映画『空中庭園』の感想文を、最後の文の後から引き継いで書き進めよ。
+++ 文書の抜粋
映画『空中庭園』1
【10月9日特記】 映画『空中庭園』を観てきた。
ものすごい映画を見てしまった。未だ興奮冷めやらない。一体何から書こうか?
まず、カメラワーク。
冒頭の長回し。キッチンのランプシェードの周りをグルッと回って下に降り、そのまま芝居が始まる。ルーフバルコニーからバスへと続くシーンでカメラが振り子のように左右に揺れる。見ていて酔いそうになる。今度は地平が回る。その上に建っている3棟のマンションごと360度回転する。元の地平に戻る過程で「空中庭園」というタイトル文字が出現する・・・。
このアバンタイトルだけでもうたっぷりとカメラワークを満喫。その後も見事に緻密に計算し尽くされたカメラワークが観客を堪能、いや嘆息させてくれる。ほとんどカットを割らずに長回しで繋いで行く。カメラが揺れる、回る、一気に寄る。──この緊張感、そして禍々しさ、そして宙ぶらりんの不吉な感じ。
++++++
+++ データ行
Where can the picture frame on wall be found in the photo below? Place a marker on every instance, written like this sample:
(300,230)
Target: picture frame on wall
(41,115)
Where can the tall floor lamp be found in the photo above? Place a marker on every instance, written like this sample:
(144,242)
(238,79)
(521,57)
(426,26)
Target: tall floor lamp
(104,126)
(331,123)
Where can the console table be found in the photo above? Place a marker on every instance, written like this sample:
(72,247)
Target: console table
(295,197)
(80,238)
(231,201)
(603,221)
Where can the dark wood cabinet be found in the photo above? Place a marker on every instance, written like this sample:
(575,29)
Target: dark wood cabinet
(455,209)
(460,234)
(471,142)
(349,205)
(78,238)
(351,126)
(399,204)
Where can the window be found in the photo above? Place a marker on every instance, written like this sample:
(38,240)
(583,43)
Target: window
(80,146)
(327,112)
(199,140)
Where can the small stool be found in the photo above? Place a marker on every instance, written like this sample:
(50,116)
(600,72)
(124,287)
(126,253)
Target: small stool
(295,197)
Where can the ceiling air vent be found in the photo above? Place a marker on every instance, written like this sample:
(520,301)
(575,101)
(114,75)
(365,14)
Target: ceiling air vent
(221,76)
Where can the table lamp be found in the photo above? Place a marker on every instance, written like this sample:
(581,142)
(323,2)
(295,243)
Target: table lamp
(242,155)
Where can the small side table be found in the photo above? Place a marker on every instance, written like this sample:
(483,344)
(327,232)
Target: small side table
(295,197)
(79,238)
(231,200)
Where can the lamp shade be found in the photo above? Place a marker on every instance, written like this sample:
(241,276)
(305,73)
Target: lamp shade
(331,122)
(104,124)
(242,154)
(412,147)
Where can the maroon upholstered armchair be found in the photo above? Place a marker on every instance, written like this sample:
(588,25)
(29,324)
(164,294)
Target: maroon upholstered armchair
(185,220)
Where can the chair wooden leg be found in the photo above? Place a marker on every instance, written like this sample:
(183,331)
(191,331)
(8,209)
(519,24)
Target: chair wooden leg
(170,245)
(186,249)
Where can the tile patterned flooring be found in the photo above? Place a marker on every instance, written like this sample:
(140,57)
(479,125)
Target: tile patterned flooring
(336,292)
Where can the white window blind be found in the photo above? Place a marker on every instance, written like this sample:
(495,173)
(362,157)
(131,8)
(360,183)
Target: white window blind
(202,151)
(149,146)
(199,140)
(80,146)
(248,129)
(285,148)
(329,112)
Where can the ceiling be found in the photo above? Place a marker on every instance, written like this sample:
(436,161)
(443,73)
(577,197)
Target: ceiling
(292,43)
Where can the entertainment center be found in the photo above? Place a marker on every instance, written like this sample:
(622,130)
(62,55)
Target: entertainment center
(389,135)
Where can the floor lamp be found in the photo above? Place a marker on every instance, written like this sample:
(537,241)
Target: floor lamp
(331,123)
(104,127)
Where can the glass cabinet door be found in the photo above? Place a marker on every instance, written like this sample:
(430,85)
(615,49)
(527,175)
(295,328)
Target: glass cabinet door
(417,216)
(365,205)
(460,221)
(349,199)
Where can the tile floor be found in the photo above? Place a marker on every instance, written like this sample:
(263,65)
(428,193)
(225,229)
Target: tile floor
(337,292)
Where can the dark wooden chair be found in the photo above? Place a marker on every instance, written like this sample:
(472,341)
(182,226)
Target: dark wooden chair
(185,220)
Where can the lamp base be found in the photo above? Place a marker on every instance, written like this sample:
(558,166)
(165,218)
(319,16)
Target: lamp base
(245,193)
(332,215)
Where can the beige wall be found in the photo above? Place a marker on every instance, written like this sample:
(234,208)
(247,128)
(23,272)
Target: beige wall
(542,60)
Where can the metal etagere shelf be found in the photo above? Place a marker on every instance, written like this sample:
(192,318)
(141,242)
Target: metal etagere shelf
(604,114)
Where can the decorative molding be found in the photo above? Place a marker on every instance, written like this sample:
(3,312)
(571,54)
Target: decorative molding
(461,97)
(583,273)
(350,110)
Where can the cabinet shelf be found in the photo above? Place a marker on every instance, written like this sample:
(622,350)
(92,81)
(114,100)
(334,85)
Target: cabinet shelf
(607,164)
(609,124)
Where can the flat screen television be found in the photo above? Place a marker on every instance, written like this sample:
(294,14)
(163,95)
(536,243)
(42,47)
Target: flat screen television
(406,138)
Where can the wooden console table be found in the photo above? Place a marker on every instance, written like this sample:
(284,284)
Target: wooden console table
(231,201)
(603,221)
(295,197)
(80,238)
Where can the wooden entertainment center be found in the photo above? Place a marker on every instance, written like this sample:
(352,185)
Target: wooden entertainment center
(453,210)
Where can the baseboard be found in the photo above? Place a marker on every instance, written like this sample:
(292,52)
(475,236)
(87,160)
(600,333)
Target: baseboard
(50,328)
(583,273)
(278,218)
++++++
解答:
そう、禍々しくて不吉な映画。多分原作とはかなり違えているのだろう。角田光代は『対岸の彼女』しか読んでいないのだが、ここまで凶猛な文章を書く人ではないと思う。
ストーリーは、ひと言で身も蓋もなく言ってしまうと、崩壊した家族の話。成立していない、嘘の家族の話。秘密は一切作らないことをルールにしている家族の話。あるいは、劇中に出てくるソニンの台詞を借りれば、(幸せでないのに皆で幸せを演じている)「学芸会にそっくりや」ということになる。
僕の考えでは、ルールなしで運営できる組織が本来家族というものであるから、ルールで縛って基盤を固めようとした瞬間に、それはもう家族ではない。でも、本来的な家族でなくなってしまったからと言って、家族は急に辞められるものではない。だから、幸せな家族の振りをするか、あるいは決定的に決裂して没交渉になるしかない。
主人公の小泉今日子の少女時代、大楠道代が演ずる母親とは決定的に決裂した家族だった。その反動で彼女は計画的に幸せな家族を演じようとする。板尾創路を夫役に見繕って妊娠して結婚する。当時の憧れのマンションにも移ってきた。4人家族なのに「家はひとつ」という理由で鍵は1つしか持たない。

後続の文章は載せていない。